(PROVIDED PASSAGE):
══════

I highly recommend this software if its capabilities fall into what you need. It is very fast both in terms of indexing speed and search. It’s relatively simple to setup and start working against, and I have found it very reliable.
It works best when you have a SQL data store you want to index against, but with the real time index you can treat it more like elastic and other searches. However for that first use case of SQL, I don’t know of anything else that comes close to being as easy to use.
Simply point it at your database, give it a query to pull what you want to index and you are done. I suspect that this covers about 90% of use cases out there.
If you need more than what the DB native indexing is giving you give it a try.
Our content is in html format but stored inside a MSSQL database. It worked out of the box for me. I don't think that Manticore comes with a crawler; if you need this you'd have to implement it yourself. I did find this just: https://medium.com/@s_nikolaev/60-lines-of-code-web-crawler-...
> works best when you have a SQL data store you want to index against, but with the real time index you can treat it more like elastic and other searches
This sounds like a bit of a killer use case but even explicitly searching the documentation I can't find more than tease level information about it. They seem to be hyper focused on just presenting it as a replacement for ElasticSearch.
> They seem to be hyper focused on just presenting it as a replacement for ElasticSearch.
Probably it's because they think it's where money floats, seeing ES as a train to push them forward as well.

══════

(PROVIDED DATA):
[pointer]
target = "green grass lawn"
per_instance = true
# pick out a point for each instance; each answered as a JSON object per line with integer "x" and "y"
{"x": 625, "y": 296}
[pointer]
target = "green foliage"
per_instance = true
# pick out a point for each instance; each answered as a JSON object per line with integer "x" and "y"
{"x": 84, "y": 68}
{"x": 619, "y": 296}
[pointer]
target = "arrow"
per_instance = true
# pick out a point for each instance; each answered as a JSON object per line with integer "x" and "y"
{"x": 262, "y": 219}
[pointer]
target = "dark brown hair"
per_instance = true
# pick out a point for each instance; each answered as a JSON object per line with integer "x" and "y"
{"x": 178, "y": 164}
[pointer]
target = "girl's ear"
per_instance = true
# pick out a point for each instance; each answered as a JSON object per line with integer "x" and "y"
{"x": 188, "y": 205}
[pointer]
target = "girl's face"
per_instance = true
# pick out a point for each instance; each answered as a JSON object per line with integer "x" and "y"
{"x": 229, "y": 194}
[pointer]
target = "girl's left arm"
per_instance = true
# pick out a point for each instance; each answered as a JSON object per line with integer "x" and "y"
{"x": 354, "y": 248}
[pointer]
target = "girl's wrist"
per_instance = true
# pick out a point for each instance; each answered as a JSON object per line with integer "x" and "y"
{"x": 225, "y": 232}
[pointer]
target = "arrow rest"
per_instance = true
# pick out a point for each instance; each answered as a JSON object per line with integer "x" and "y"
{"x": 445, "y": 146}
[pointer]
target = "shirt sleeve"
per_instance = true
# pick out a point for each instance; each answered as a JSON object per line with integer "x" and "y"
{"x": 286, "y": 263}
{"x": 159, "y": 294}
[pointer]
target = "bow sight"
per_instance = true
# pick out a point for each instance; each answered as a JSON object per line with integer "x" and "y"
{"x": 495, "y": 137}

══════

(GIVEN INSTRUCTION 1): Update the part of the Manticore discussion that opens with the words "Simply point it" and closes with "give it a try.", so that "query" is replaced by "statement".
(GIVEN INSTRUCTION 2): Write what comes next in the Manticore discussion, starting after its final sentence.

(EXPECTED ANSWER 1):
Simply point it at your database, give it a statement to pull what you want to index and you are done. I suspect that this covers about 90% of use cases out there.
If you need more than what the DB native indexing is giving you give it a try.

(EXPECTED ANSWER 2):
Not long time ago, ~ 2 years of so, had a case where dev team (okay, it was just 2 persons of developers) asked to setup ES to offload some searches from DB (mysql). I've asked why not using Sphinx/Manticore and one of the reasons they said they want ES is cuz in Laravel [php framework] they have some nice libs to work with it, while for Manticore it seemed to be more work for them. Quite shocking reasons from my POV, but real story.
We didn't, hence we may have inadvertently improved the wrong areas. Although we have been receiving feedback from the community, it was never backed by concrete data and thus, we had to rely on our best guess.
This is the best appeal for OSS I’ve seen in a while.
Actively telling a project how to improve vs passively observing how the system is used in the aggregate: that is a choice each person should be offered to engage with the project, along with the right to lurk in peace or fix their problems their own ways.
The data itself ought to be public, and if it can’t be then it shouldn’t be gathered. The insights from that data should come from the community, not just project leads. That data’s relevance to product development and design should be annotated on feature tickets.
I am good with having a relationship with a project that involves sharing my behaviors within the system, others are not. As a user I do I want to be able to see if I’m way off the beaten path or using a popular method when I’m deciding if I should debug, research, or work around a problem. As a maintainer team, your time is precious and the BS is already thick, so I feel providing that visibility is the least I can do to contribute to your work.
I feel very differently about this with respect to for-profits and my PII tied to behavioral records.
They are "excited"? No end-user wants telemetry. They want software that works reliably. And when it doesn't work, they want customer service. Rarely do they get either.
If end-users wanted "telemetry", then they would have asked for it in previous versions.
Even once telemetry is added, there is still no reason to enable it by default. End-users that want/need to send data to the company, e.g., to back up their claims about deficiencies in the software, can easily enable it.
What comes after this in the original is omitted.